== PROVIDED TEXT ==
--- START ---
13 Responses to “Arguments against Exporting Natural Gas Don’t Add Up”
Wasn't gas sold to the public as a way of making America energy independent? Indeed, didn't advocates use strongly emotive and divisive arguments to support this case? (See Sarah Palin etc.)
Now it turns out that these arguments were a complete smokescreen (what a surprise!). US gas isn't about securing energy independence at all. It's about providing profits to the usual suspects, at everyone else's expense, with absolutely zero social benefit.
If gas is so promising, why is Chesapeake insolvent?
You raise some good points here.
1. I did not go into the strategic or geopolitical arguments regarding gas exports. They are complex and cut both for and against.
Against exports: Yes, you are right, in one sense we could become more independent by keeping all the gas for ourselves. If we banned exports and kept prices low, that would slow production but accelerate substitution of gas for oil, not just in power (as at present) but also transport via CNG instead of gasoline and diesel. We could even ban exports of advanced chemical products made from gas to hoard even more from ourselves. There would be a penalty to pay in terms of economic efficiency, but there would be a certain strategic logic to it if our main goal were to stop imports.
--- END ---
== DATA PROVIDED ==
--- START ---
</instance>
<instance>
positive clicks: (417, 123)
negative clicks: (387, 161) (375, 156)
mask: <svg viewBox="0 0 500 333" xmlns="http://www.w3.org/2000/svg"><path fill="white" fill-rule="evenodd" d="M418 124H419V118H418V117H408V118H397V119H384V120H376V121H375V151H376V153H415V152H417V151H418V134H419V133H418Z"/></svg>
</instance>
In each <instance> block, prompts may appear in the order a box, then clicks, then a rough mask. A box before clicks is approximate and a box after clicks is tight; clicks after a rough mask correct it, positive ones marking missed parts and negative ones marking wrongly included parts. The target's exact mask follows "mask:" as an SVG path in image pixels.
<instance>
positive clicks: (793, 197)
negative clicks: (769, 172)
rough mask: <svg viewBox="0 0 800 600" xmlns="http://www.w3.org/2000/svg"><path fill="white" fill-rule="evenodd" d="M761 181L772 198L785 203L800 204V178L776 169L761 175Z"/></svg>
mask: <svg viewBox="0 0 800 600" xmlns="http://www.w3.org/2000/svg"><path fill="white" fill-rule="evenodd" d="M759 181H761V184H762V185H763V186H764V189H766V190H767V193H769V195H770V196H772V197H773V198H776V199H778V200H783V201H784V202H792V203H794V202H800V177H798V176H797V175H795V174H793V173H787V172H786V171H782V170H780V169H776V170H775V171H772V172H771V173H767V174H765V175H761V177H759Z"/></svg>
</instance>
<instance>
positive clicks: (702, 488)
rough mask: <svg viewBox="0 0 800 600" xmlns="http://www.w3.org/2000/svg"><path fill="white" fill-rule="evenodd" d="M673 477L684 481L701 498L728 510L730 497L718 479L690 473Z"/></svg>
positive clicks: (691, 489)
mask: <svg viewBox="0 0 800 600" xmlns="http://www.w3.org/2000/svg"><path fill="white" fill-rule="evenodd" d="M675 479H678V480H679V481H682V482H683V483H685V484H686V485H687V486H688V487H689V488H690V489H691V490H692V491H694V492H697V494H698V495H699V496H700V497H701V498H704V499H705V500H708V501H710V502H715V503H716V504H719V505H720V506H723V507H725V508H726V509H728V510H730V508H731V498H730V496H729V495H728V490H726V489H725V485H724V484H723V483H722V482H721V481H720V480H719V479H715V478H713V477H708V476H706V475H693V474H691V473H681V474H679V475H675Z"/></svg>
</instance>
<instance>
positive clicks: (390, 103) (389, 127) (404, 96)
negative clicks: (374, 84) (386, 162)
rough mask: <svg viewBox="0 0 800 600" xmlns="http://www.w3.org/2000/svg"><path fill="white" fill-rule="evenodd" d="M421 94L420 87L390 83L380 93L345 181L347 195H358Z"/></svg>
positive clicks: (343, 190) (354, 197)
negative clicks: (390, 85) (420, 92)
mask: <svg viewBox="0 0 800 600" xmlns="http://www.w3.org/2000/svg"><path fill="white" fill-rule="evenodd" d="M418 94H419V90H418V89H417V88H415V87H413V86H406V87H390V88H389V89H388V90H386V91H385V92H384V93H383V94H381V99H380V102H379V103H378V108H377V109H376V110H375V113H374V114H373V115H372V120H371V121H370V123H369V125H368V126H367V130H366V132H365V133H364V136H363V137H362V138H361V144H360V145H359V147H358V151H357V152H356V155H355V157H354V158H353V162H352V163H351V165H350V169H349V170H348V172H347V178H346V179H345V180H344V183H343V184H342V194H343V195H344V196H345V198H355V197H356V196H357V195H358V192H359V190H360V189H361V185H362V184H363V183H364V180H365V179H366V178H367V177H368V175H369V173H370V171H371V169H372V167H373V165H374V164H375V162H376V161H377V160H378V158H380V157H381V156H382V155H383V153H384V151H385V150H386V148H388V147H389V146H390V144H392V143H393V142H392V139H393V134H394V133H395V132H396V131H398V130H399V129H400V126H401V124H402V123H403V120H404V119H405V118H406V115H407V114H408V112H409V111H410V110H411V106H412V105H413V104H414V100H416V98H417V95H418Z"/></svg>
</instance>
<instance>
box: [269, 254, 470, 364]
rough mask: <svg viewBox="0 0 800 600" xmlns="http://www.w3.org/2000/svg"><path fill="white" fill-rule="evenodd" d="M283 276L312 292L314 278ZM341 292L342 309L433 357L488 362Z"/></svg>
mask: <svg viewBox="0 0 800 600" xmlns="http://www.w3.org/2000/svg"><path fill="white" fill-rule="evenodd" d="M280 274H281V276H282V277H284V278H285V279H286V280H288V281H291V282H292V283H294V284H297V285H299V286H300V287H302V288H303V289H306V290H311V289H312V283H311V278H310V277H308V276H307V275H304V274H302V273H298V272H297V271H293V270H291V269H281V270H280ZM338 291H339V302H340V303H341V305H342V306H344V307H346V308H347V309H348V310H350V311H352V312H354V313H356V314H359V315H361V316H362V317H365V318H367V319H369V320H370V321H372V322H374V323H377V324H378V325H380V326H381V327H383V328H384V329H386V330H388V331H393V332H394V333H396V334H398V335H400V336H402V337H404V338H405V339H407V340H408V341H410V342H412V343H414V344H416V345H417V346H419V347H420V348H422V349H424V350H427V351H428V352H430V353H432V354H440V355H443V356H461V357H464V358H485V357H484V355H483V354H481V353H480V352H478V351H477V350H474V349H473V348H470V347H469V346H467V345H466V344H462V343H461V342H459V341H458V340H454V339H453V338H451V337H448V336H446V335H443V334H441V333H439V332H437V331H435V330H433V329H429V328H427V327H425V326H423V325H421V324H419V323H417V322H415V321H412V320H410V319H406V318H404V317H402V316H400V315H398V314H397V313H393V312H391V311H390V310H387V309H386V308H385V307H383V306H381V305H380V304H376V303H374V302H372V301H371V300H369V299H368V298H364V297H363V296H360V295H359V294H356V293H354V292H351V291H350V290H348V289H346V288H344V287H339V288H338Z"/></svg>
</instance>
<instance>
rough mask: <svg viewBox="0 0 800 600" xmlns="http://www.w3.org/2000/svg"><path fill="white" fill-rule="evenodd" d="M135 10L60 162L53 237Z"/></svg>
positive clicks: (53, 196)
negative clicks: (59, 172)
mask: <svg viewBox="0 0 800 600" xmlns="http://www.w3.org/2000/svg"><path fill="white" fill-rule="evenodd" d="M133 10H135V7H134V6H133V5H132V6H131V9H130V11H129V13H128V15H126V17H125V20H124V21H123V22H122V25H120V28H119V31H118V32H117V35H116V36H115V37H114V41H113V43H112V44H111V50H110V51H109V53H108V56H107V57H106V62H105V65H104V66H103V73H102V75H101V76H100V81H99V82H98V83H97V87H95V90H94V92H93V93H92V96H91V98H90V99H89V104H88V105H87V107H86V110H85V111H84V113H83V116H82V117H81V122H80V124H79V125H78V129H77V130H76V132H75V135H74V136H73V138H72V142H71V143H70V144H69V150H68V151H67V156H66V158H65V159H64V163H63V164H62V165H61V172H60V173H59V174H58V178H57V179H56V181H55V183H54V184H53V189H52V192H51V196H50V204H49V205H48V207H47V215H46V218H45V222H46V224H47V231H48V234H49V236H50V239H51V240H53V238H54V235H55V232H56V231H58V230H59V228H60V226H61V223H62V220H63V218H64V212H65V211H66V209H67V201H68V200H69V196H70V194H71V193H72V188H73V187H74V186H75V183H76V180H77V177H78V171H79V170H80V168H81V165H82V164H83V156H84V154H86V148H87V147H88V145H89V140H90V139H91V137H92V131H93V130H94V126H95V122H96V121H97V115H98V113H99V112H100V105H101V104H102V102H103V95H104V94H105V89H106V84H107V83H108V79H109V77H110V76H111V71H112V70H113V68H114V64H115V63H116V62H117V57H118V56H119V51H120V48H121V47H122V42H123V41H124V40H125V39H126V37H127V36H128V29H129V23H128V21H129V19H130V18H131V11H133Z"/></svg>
--- END ---
== APPLY WHAT YOU READ ==
1) Decide whether each statement below agrees with the comments on natural gas exports: (a) the reply says its author did not address the strategic or geopolitical arguments about gas exports; (b) the first comment holds that US gas is about securing energy independence; (c) the reply says banning exports and keeping prices low would speed up production. For each, answer yes or no and quote the deciding words.
2) Pull out every line of the records that contains the string "follows".

== ANSWERS BELOW ==
1)
(a) Yes: "I did not go into the strategic or geopolitical arguments regarding gas exports."
(b) No: "US gas isn't about securing energy independence at all."
(c) No: "that would slow production but accelerate substitution of gas for oil"

2)
In each <instance> block, prompts may appear in the order a box, then clicks, then a rough mask. A box before clicks is approximate and a box after clicks is tight; clicks after a rough mask correct it, positive ones marking missed parts and negative ones marking wrongly included parts. The target's exact mask follows "mask:" as an SVG path in image pixels.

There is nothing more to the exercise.